RECORDS FOR THE TASK start

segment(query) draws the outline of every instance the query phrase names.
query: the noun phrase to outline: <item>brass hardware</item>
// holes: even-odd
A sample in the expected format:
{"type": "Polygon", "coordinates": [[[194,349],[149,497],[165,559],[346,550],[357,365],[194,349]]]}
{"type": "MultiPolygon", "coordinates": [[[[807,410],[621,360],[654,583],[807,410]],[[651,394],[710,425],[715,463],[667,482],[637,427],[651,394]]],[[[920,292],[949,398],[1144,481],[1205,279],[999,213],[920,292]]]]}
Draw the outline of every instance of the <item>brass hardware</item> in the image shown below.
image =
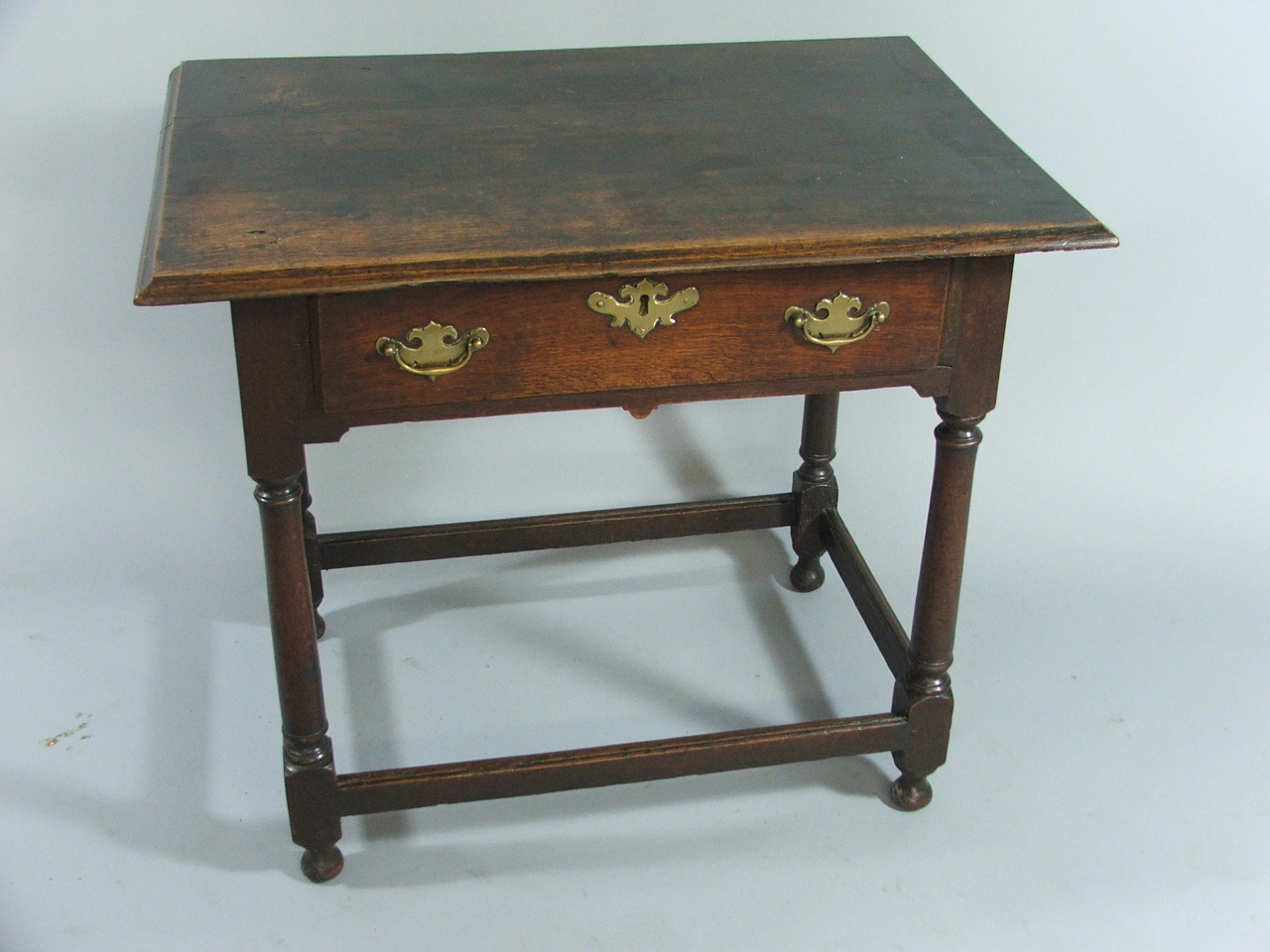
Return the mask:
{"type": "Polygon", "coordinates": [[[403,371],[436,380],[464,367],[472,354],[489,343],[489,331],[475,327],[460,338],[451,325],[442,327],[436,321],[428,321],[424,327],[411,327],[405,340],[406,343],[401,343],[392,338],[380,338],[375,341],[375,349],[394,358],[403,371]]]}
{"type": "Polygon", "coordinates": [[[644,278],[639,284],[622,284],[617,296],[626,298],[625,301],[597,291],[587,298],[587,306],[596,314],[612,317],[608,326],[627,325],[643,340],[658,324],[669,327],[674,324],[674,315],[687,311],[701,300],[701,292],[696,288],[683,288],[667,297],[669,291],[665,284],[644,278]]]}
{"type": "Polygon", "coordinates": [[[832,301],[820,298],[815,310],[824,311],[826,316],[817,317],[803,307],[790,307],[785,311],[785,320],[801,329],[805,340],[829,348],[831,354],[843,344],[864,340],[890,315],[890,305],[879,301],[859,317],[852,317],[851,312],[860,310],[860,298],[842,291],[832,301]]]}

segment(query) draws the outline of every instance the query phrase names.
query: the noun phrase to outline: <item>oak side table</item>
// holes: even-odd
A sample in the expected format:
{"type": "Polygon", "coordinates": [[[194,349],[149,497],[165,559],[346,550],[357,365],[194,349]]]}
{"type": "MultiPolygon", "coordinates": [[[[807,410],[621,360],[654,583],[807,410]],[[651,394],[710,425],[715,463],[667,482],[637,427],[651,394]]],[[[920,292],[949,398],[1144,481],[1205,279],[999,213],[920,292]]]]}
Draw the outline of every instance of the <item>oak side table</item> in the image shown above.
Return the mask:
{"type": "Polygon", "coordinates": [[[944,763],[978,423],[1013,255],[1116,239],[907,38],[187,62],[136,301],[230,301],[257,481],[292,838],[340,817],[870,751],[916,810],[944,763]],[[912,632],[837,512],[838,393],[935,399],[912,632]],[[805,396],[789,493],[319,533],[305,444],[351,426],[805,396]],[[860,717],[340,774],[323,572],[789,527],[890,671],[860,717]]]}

RECORDS FOR THE TASK end

** WHAT TO PRODUCE **
Copy out each line exactly, without the pictures.

** ANSWER IN FULL **
segment(query) draws the outline of every instance the query phrase names.
query: the noun phrase to outline: <item>brass hardware</item>
// holes: even-odd
A sample in the expected format:
{"type": "Polygon", "coordinates": [[[194,349],[149,497],[165,559],[346,550],[357,365],[194,349]]]}
{"type": "MultiPolygon", "coordinates": [[[[807,410],[621,360],[654,583],[807,410]],[[651,394],[710,425],[715,463],[667,482],[637,427],[651,394]]],[[[920,292],[949,398],[1144,481],[1205,279],[999,213],[920,292]]]]}
Draw the outline of every instance of the <item>brass hardware</item> in the image shown below.
image =
Return the mask:
{"type": "Polygon", "coordinates": [[[403,371],[436,380],[464,367],[472,354],[489,343],[489,331],[475,327],[460,338],[451,325],[442,327],[436,321],[428,321],[424,327],[411,327],[405,340],[406,343],[401,343],[392,338],[380,338],[375,341],[375,349],[394,358],[403,371]]]}
{"type": "Polygon", "coordinates": [[[644,278],[639,284],[622,284],[617,296],[626,298],[625,301],[597,291],[587,298],[587,306],[596,314],[612,317],[608,326],[627,325],[643,340],[658,324],[669,327],[674,324],[674,315],[687,311],[701,300],[701,292],[696,288],[683,288],[667,297],[669,291],[665,284],[644,278]]]}
{"type": "Polygon", "coordinates": [[[832,301],[820,298],[815,310],[824,311],[826,316],[817,317],[803,307],[790,307],[785,311],[785,320],[801,329],[805,340],[829,348],[831,354],[843,344],[864,340],[890,315],[890,305],[879,301],[859,317],[852,317],[851,312],[860,310],[860,298],[842,291],[832,301]]]}

segment(query) draws the outline of every instance the query phrase names.
query: the noun phrase to outline: <item>oak side table</item>
// holes: even-odd
A sample in the expected format:
{"type": "Polygon", "coordinates": [[[194,349],[149,497],[165,559],[346,550],[357,365],[194,349]]]}
{"type": "MultiPolygon", "coordinates": [[[[807,410],[621,360],[654,583],[807,410]],[[651,394],[710,425],[715,463],[667,482],[637,427],[651,394]]],[[[920,292],[949,398],[1144,481],[1205,279],[999,213],[920,292]]]]}
Draw the outline of every instance of the <item>oak side table</item> in the image shown above.
Return the mask:
{"type": "Polygon", "coordinates": [[[944,763],[978,423],[1013,255],[1116,239],[907,38],[187,62],[136,301],[230,301],[257,481],[292,838],[340,817],[870,751],[916,810],[944,763]],[[912,632],[837,512],[838,393],[935,399],[912,632]],[[805,396],[789,493],[319,533],[305,444],[351,426],[805,396]],[[860,717],[340,774],[323,572],[789,527],[890,671],[860,717]]]}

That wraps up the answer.